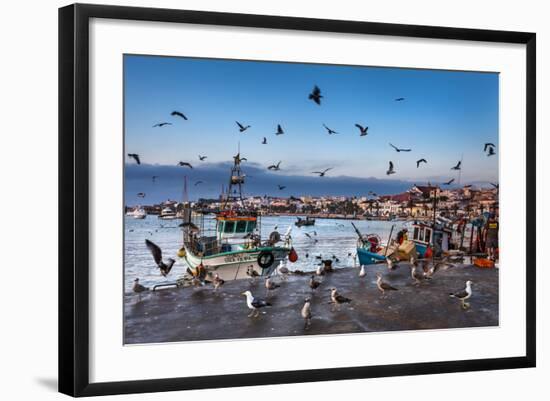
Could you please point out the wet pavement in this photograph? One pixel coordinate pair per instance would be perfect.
++++
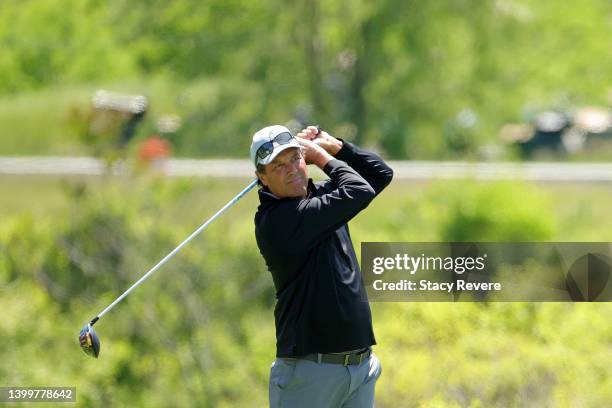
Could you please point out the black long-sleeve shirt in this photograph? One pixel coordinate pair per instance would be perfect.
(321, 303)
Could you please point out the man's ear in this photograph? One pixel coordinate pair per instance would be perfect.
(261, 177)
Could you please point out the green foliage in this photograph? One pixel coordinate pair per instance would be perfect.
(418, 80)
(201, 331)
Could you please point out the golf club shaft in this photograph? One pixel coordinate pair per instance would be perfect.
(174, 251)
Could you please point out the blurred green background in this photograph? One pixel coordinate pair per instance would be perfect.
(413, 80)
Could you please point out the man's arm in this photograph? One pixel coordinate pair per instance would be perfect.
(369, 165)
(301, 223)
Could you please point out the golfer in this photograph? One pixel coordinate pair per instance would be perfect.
++++
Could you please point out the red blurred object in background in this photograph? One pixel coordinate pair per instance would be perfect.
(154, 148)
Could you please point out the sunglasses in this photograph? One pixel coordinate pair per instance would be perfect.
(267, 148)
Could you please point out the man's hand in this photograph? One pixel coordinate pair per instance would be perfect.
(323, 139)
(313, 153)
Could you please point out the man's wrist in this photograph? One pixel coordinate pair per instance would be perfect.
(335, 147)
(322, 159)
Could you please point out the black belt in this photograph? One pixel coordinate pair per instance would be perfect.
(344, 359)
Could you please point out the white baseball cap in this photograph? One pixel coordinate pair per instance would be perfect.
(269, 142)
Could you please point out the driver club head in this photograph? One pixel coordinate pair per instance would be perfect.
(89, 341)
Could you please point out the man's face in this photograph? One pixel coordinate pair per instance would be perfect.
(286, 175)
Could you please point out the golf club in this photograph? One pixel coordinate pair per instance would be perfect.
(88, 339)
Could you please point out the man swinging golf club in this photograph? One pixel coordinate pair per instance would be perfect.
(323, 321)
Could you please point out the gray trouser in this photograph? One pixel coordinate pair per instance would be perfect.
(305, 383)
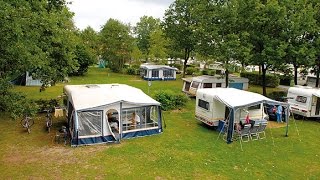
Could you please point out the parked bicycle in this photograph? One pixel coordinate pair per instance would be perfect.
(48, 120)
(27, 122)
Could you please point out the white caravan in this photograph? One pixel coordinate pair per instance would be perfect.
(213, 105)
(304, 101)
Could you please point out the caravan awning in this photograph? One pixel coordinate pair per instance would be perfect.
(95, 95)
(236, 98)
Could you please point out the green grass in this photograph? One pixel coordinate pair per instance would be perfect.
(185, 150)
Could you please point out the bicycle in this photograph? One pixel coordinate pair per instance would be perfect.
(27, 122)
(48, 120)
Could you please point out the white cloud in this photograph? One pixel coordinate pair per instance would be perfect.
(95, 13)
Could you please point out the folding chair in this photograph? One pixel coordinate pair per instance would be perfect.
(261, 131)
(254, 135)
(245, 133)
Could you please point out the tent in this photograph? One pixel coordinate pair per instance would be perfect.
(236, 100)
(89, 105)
++++
» EXERCISE OBJECTIVE: Retype the rows from the line with "Could you please point out the golf club shaft" to the line with "Could you please point out the golfer", including both of those lines, keeping every character identical.

» RESULT OF THE EXERCISE:
Could you please point out the golf club shaft in this photograph? One pixel coordinate pair per instance would be perfect.
(174, 251)
Could you please point out the blurred green background in this photograph? One pixel coordinate pair per instance would be perfect.
(413, 80)
Could you please point out the man's arm in this photograph? One pixel coordinate pair per instance would be perfect.
(369, 165)
(301, 223)
Could you please point out the golfer in this photograph? One pixel coordinate pair per instance would be perfect.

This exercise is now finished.